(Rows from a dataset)

········

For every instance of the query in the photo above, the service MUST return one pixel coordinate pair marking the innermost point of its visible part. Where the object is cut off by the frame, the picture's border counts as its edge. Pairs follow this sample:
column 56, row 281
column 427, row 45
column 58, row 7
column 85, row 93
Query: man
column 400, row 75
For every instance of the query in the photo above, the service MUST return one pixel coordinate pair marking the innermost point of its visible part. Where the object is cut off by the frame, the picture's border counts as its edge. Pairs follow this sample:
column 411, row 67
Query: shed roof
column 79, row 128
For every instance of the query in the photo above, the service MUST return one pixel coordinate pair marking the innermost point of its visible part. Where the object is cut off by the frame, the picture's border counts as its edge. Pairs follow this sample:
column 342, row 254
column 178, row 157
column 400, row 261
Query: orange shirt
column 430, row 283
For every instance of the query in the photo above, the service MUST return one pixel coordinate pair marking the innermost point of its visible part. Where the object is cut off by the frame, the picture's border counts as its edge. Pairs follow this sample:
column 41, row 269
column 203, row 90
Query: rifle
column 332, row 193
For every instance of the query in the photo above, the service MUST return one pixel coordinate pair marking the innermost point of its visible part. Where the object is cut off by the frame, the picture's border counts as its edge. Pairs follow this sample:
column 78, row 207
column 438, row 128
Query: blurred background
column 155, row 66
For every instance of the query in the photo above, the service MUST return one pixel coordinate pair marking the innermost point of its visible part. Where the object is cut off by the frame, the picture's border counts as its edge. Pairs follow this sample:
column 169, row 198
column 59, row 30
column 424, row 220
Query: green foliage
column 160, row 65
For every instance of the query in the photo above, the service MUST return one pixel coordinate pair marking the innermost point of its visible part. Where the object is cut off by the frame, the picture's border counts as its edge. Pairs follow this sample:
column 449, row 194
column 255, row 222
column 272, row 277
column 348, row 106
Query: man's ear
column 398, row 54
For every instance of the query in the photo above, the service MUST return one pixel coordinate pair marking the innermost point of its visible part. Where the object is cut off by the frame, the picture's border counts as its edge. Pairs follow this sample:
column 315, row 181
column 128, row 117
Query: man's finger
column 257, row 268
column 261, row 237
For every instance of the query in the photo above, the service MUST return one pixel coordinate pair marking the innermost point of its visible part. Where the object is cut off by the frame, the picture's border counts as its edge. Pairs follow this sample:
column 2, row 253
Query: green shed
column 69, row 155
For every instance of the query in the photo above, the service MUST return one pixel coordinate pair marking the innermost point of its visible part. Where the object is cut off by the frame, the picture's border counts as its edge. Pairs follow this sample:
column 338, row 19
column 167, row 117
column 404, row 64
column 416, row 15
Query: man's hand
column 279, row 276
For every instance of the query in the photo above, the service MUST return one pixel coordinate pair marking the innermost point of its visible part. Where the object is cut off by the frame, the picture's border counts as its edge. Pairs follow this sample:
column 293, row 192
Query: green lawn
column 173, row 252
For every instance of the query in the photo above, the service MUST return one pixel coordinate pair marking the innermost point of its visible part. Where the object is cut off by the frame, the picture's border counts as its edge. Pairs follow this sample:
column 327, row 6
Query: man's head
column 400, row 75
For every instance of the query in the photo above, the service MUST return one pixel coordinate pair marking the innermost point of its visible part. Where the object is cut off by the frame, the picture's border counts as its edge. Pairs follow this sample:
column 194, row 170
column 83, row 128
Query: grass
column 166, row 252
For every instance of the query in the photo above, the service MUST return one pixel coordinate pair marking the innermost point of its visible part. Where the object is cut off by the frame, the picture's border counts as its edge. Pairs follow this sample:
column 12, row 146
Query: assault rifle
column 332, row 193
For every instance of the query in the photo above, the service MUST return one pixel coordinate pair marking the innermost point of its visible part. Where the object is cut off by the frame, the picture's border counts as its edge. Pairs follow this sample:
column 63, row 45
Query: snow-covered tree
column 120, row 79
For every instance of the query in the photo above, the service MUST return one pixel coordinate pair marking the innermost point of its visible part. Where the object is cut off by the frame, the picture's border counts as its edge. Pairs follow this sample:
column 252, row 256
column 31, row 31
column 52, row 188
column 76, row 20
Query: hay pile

········

(WHAT TO WORK ON): Type out the whole listing above again, exactly as it stands.

(ANSWER FOR THE TASK):
For every instance of the query in the photo above, the service MUST return one pixel coordinate pair marking the innermost point of its visible part. Where the object is cut off by the frame, the picture's border counts as its edge. Pairs follow this sample:
column 56, row 281
column 427, row 45
column 58, row 7
column 85, row 93
Query: man
column 400, row 75
For every instance of the query in the photo above, the service MUST return one pixel coordinate pair marking the innermost point of its visible part. Where the object is cut off by the frame, the picture's border counts as its edge. Pairs follow this sample:
column 411, row 67
Query: shed roof
column 79, row 128
For every instance of the query in the photo above, the service MUST return one pixel coordinate pair marking the innermost point of its visible part. Where the object is cut off by the frame, the picture's border counts as its edge. Pairs follow this sample:
column 342, row 254
column 178, row 157
column 400, row 261
Query: orange shirt
column 430, row 283
For every instance of the query in the photo above, the service MUST return one pixel coordinate pair marking the innermost point of its visible part. Where the object is cut off by the frame, the picture's border counts as its edge. Pairs follow this sample:
column 41, row 269
column 203, row 90
Query: rifle
column 332, row 193
For every instance of the query in the photo above, the service MUST return one pixel coordinate pair marking the innermost point of its visible part. Where the object is cut off by the frame, the picture's border counts as its edge. Pairs follow this sample:
column 78, row 207
column 438, row 128
Query: blurred background
column 155, row 66
For every instance of the query in the photo above, the service MUST return one pixel coordinate pair marking the innermost point of its visible part. Where the object is cut off by the frame, the picture's border counts as its edge. Pairs follow this sample:
column 169, row 198
column 59, row 30
column 424, row 220
Query: green foliage
column 160, row 65
For every instance of the query in the photo above, the service MUST return one pixel coordinate pair marking the innermost point of its visible part. Where the object is cut off by the frame, the picture's border counts as its edge. Pairs follow this sample:
column 449, row 194
column 255, row 222
column 272, row 277
column 348, row 106
Query: man's ear
column 398, row 54
For every instance of the query in the photo above, the service MUST return one pixel coordinate pair marking the innermost point of its visible part. Where the object is cut off by the frame, the picture's border counts as its edge. Pairs follow this sample:
column 315, row 181
column 128, row 117
Query: man's finger
column 257, row 268
column 261, row 237
For every instance of the query in the photo above, the service MUST return one pixel coordinate pair marking the innermost point of its visible part. Where the object is cut off by the frame, the picture's border counts as its edge. Pairs follow this sample:
column 2, row 253
Query: green shed
column 69, row 155
For every instance of the query in the photo above, the service MUST return one pixel coordinate pair marking the innermost point of its visible part. Where the object is cut off by the frame, the picture's border counts as its edge. Pairs follow this sample:
column 338, row 19
column 167, row 117
column 404, row 64
column 416, row 15
Query: man's hand
column 279, row 276
For every instance of the query in the photo above, the service MUST return one pixel coordinate pair marking the innermost point of its visible part. Where the object is cut off by the frame, the picture's border counts as its edge. Pairs follow this sample:
column 293, row 192
Query: green lawn
column 173, row 252
For every instance of the query in the photo above, the service MUST return one pixel coordinate pair marking the innermost point of its visible part. Where the object is cut off by the frame, the picture's border counts as its edge. Pairs follow this sample:
column 327, row 6
Query: man's head
column 400, row 75
For every instance of the query in the photo above, the service MUST return one pixel coordinate pair marking the innermost point of its visible part. Where the object is cut off by the frame, the picture's border counts as its edge. Pairs follow this sample:
column 194, row 170
column 83, row 128
Query: grass
column 166, row 252
For every instance of the query in the photo above, the service MUST return one pixel coordinate pair marking the innermost point of its visible part. Where the object is cut off by the frame, the picture's border counts as its edge. Pairs follow this sample:
column 12, row 146
Query: assault rifle
column 332, row 193
For every instance of the query in the photo above, the service MUST return one pixel coordinate pair marking the innermost point of its visible part. Where the object is cut off by the frame, the picture's border counts as its edge. Pairs follow this sample:
column 63, row 45
Query: snow-covered tree
column 120, row 79
For every instance of the query in the photo above, the service MUST return one pixel coordinate pair marking the innermost point of its visible part. Where the object is cut off by the frame, the picture's border counts as its edge. Pairs follow this sample:
column 252, row 256
column 31, row 31
column 52, row 188
column 76, row 20
Query: hay pile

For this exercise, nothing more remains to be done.